What you will do: Report each line in the material below that contains the word "roof".

Extracted material:
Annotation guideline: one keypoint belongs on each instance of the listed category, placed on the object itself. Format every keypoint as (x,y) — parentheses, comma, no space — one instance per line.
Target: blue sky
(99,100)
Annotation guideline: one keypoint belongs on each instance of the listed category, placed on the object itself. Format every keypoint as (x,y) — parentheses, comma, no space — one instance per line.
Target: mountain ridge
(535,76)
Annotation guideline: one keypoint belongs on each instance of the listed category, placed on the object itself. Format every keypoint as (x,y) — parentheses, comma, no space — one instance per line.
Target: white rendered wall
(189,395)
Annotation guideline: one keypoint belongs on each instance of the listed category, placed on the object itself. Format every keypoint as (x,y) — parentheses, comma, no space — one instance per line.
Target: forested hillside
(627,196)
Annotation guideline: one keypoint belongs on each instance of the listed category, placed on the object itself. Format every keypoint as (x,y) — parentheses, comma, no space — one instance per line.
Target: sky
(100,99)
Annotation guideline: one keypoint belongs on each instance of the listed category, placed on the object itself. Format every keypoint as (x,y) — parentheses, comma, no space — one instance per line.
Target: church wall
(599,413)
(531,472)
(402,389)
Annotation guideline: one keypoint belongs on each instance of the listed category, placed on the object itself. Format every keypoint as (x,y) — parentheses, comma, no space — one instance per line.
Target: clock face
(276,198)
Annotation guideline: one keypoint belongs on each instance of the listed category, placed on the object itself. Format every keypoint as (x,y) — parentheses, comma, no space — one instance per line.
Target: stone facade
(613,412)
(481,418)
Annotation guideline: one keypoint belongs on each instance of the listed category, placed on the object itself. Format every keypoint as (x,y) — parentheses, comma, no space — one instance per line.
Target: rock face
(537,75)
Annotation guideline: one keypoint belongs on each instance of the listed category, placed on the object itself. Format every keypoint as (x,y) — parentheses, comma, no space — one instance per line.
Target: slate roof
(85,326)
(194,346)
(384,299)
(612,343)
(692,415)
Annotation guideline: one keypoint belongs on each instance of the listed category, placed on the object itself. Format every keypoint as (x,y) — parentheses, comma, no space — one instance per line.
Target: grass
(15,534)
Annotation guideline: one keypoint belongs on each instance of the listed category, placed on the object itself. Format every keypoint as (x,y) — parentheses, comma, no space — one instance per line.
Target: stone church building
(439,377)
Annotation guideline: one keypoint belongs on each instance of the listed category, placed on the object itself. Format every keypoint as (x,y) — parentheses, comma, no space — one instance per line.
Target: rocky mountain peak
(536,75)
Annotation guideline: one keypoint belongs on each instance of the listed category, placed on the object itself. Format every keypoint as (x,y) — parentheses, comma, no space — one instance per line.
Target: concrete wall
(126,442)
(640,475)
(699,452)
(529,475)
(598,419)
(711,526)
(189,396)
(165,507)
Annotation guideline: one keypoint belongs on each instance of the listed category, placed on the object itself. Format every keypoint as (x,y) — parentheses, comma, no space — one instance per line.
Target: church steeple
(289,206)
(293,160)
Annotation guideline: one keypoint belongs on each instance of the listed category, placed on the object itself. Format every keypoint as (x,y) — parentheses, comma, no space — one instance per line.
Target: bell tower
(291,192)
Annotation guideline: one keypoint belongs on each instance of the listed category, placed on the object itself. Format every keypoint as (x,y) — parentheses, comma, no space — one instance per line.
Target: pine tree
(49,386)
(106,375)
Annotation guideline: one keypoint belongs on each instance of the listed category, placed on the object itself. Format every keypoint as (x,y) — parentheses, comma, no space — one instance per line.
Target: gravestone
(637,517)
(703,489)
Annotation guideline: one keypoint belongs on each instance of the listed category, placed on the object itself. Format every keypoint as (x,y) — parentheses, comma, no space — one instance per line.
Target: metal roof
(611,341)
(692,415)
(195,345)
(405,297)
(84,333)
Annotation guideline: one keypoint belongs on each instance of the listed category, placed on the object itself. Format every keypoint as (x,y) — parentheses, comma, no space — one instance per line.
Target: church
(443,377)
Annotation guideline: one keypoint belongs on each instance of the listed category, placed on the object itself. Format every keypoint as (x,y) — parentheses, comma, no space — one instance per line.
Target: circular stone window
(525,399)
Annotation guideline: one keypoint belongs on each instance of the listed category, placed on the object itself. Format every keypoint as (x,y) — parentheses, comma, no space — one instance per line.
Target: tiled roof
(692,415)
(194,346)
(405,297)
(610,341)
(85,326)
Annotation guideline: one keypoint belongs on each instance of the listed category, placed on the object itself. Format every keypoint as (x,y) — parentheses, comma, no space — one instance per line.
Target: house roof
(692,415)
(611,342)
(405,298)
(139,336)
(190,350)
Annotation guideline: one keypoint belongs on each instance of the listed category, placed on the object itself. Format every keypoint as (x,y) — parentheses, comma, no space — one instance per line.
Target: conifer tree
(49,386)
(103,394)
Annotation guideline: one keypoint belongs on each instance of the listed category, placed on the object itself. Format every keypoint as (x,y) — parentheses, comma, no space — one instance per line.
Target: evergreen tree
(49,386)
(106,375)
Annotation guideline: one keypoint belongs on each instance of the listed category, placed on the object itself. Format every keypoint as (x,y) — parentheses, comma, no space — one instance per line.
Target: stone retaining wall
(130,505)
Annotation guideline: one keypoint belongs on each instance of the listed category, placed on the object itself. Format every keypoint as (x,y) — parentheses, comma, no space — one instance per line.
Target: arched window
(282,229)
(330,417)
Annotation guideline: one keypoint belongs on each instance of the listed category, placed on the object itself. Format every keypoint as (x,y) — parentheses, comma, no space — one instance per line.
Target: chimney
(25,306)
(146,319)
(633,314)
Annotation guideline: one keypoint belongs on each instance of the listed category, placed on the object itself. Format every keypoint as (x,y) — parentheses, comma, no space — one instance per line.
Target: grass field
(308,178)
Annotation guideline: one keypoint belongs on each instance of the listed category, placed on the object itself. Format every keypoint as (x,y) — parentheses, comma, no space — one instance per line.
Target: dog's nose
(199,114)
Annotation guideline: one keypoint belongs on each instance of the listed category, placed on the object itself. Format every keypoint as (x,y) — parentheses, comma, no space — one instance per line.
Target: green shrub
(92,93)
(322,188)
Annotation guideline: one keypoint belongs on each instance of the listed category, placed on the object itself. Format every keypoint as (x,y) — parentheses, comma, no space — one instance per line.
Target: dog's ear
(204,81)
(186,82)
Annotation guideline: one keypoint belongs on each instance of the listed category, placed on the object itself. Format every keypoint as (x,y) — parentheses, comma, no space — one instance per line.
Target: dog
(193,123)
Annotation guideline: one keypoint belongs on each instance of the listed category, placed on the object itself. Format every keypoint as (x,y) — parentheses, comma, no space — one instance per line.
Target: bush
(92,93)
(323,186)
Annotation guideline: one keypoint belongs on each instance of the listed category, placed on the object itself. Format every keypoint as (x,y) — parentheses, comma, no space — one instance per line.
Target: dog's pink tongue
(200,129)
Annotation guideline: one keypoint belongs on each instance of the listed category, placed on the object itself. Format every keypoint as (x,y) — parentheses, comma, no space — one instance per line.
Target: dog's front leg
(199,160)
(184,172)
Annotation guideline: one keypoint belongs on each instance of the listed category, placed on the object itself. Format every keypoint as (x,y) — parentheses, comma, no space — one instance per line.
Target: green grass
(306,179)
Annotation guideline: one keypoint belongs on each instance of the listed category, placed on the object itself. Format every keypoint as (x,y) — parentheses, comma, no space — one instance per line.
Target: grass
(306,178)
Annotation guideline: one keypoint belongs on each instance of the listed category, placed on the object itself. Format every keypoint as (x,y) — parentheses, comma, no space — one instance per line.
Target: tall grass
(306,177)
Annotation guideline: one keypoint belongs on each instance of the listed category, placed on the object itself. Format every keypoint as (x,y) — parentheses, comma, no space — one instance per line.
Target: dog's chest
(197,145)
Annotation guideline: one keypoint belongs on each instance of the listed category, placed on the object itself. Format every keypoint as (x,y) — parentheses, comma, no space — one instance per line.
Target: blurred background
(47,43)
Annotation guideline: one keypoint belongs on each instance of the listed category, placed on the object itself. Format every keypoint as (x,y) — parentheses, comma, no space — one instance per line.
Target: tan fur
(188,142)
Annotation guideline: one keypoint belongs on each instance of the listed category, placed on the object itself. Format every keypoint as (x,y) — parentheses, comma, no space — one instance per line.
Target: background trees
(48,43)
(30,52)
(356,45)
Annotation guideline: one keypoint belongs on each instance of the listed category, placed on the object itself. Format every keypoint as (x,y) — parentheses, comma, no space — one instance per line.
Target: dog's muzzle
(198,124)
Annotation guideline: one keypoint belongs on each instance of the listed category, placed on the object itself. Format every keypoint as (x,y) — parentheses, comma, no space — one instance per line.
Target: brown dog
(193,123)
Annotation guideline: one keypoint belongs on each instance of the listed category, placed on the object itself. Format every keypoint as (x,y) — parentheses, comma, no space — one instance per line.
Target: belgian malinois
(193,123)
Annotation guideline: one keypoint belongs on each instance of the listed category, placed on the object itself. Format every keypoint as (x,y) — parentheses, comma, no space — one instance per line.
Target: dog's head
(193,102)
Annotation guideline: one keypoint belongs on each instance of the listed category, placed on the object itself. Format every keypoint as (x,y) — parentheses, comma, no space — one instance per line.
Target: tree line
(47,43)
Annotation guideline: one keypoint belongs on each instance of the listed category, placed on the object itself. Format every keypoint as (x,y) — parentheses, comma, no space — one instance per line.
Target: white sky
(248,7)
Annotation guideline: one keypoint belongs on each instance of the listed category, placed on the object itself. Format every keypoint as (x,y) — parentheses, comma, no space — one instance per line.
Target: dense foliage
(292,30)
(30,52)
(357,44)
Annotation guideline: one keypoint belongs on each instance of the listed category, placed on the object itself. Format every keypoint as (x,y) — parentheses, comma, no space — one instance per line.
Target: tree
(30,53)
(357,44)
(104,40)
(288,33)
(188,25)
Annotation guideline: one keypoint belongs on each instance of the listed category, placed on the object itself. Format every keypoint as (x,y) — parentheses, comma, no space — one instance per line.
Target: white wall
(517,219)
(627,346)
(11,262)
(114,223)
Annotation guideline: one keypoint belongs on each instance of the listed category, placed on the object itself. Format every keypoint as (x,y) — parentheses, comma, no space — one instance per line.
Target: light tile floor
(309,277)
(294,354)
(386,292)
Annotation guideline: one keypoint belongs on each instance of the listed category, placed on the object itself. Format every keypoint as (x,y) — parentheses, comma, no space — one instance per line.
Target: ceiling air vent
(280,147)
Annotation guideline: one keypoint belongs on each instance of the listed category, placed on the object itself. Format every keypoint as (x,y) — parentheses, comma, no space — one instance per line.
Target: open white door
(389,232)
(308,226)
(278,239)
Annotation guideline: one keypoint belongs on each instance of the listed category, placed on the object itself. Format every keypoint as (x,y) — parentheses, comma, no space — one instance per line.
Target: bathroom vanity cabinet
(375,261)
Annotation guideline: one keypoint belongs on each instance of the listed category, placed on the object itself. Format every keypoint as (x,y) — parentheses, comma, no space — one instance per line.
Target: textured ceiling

Written response:
Target: slate roof
Target: metal roof
Target: tiled roof
Target: house roof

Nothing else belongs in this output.